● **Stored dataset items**

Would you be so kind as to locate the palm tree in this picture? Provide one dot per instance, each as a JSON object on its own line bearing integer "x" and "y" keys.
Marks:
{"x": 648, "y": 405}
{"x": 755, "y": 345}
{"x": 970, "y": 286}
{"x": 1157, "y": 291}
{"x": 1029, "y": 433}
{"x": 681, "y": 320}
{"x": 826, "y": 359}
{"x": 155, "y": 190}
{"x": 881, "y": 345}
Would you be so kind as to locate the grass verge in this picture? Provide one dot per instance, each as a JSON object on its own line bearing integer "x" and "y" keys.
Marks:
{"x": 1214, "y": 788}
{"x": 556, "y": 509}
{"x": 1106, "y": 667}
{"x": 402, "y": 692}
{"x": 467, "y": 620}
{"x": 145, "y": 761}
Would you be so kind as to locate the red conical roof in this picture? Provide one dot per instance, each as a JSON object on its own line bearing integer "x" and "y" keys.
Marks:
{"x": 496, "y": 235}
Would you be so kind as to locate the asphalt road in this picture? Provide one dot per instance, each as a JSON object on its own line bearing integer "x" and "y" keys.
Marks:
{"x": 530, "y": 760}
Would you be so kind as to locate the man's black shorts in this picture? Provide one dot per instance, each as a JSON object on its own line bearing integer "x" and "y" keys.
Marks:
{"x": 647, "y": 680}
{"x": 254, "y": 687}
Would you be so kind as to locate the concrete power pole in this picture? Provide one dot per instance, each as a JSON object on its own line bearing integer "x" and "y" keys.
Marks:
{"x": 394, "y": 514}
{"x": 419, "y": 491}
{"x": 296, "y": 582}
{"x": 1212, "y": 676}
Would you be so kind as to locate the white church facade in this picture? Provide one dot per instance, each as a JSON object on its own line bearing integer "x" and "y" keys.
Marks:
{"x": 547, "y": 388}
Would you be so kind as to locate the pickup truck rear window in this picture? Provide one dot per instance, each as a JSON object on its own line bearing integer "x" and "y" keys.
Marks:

● **Problem to work on**
Swap "Marks" for "Points" everywhere in the data above and give it back with nothing else altered.

● **Result below**
Would you be so kind as to locate the palm tree in this picture? Provide one dot per instance, each as a JSON object on its own line bearing integer "x" and "y" keys.
Points:
{"x": 648, "y": 405}
{"x": 755, "y": 345}
{"x": 970, "y": 286}
{"x": 1157, "y": 291}
{"x": 1029, "y": 433}
{"x": 681, "y": 320}
{"x": 826, "y": 359}
{"x": 155, "y": 190}
{"x": 881, "y": 345}
Would you be so kind as to locate the grass verge in this picture? Provide one dot per instance, each as a JSON object on its own line bearing integer "x" and "y" keys.
Points:
{"x": 1214, "y": 788}
{"x": 556, "y": 509}
{"x": 1106, "y": 667}
{"x": 402, "y": 692}
{"x": 467, "y": 620}
{"x": 145, "y": 761}
Would you be so kind as to locate the red conical roof in this picture? Provide one dot per instance, each as a JSON object on its own line bearing integer "x" and "y" keys.
Points:
{"x": 496, "y": 235}
Would you be so kind as to locate the asphalt road in this picture? Provide one dot per instance, each as a JSON object on its own line bearing integer "x" and "y" keys.
Points:
{"x": 530, "y": 760}
Would you be so kind as to locate the man's black shorts in this picture? Provide one dot per instance, each as a JSON object on its own line bearing integer "x" and "y" keys.
Points:
{"x": 647, "y": 680}
{"x": 254, "y": 687}
Would you be so kind as to locate the concrete power pole in this picture? Provide one dot per instance, each as a JSON object on its own line bearing integer "x" and "y" keys.
Points:
{"x": 394, "y": 514}
{"x": 419, "y": 491}
{"x": 296, "y": 582}
{"x": 1212, "y": 676}
Would you be so kind as to locate the white church facade in this picture? Provide one dot per instance, each as a JSON object on its own line bearing integer "x" and "y" keys.
Points:
{"x": 547, "y": 388}
Would you be so kind as to locate the pickup truck rear window in this picture? Provide one dot per instance, each as a JSON object on its own line bearing integer "x" and "y" keys.
Points:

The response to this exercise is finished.